**Provided passage**
::::

Discussion > So where are Salby and Darwall wrong .... precisely?
Please tell me what is wrong with being wrong in science?
So you think you are doing science too? Dude, you took an out of the ass statement by some guy at the end of a WUWT comment thread (that nobody even bothered to refute despite being obviously and dramatically wrong) and spewed it out on a Salby comment thread to real scientists. Considering what you said, that really is a breakthrough moment for the denier community. Anders gave you a 'huh', I gave you a few moment of my time because this is truly truly a new low for science denialism. Seriously, you are making the denialist community look really bad. Then you claim you couldn't find the reference, something that took me thirty seconds to find. It is a unique level of delusion.
The only thing that makes you look really good is that people like Salby and Spencer have actual reputations to diminish. Lucky for you there is no reputation to diminish. Kudos for you for admitting your statement has ZERO basis in reality, something that is also very seldom seen in science. You may now return to your very important scientific work of analyzing Lamb's 'graph', lol.
One of the problems with 13C isotope fractionation is that it cannot be relied upon as constant, E.Huxlei reporting as varying by ~7‰.
http://epic.awi.de/3786/1/Rie2000b.pdf
Wow! I really have tickled your nerd-bone, haven’t I, Tommy? For your elucidation, WUWT was not where I saw (or at least, thought I saw) the figures, though I cannot find where I had seen – or, more likely, mis-seen – them. As for me “doing science”, where have I made that claim? Oh – you assumed it from my statement, with no basis of fact involved. How very scientific. Let me enlighten you a little: I am not a scientist, but like to think that I can have scientific thoughts. Alas, experience has shown me that I am not always successful in that endeavour, though I do try – and I do not belittle others who make similar attempts, even if they can be even less successful.
However, do not let that stop your head-spinning or mouth-frothing about me – it is so flattering that someone should take any interest in me!
BTW, nice to see you have laid your stall out for us to view. Now, tell me quite what I and others on this site are denying.
RR
at this point DNFTT any further, this one has a serious problem interacting with other humans at a civilised level.

::::

**Stored data**
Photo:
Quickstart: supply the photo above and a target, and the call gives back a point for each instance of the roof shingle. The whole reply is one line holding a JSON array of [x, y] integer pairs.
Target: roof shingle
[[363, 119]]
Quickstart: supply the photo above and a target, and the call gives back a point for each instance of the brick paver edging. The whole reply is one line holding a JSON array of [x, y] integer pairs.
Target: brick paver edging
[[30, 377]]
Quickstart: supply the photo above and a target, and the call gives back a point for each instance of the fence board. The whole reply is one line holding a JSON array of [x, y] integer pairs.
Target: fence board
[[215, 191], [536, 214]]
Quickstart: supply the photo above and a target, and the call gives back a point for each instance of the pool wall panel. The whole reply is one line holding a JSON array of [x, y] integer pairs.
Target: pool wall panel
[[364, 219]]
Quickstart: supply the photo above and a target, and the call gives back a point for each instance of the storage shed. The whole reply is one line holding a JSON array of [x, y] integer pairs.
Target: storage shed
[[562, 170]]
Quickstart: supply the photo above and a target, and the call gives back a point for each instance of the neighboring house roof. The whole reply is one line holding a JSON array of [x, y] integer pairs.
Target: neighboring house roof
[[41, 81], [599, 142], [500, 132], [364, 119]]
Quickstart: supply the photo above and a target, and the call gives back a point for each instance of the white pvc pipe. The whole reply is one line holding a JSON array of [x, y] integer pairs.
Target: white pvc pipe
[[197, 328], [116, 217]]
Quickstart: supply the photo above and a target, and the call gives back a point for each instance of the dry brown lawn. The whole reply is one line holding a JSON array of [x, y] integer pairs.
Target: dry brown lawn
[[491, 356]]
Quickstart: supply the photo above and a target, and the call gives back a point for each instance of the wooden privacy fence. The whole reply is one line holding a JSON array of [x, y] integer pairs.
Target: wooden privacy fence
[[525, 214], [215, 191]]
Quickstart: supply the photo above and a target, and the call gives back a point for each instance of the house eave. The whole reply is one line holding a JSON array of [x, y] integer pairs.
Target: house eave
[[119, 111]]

::::

**The tasks**
1) Answer these questions about the forum thread:
(a) Who gave a 'huh' in response to the statement?
(b) By about how much is E. Huxlei reported to vary in 13C isotope fractionation?
(c) What does the writer who mentions a nerd-bone say about being a scientist?
2) Copy the forum thread from "However, do not" to "a civilised level.", renaming "site" as "forum".
The rows are separate material, unrelated to the forum thread.

**Solutions by task**
1)
(a) Anders
(b) By about 7‰
(c) The writer is not a scientist.

2)
However, do not let that stop your head-spinning or mouth-frothing about me – it is so flattering that someone should take any interest in me!
BTW, nice to see you have laid your stall out for us to view. Now, tell me quite what I and others on this forum are denying.
RR
at this point DNFTT any further, this one has a serious problem interacting with other humans at a civilised level.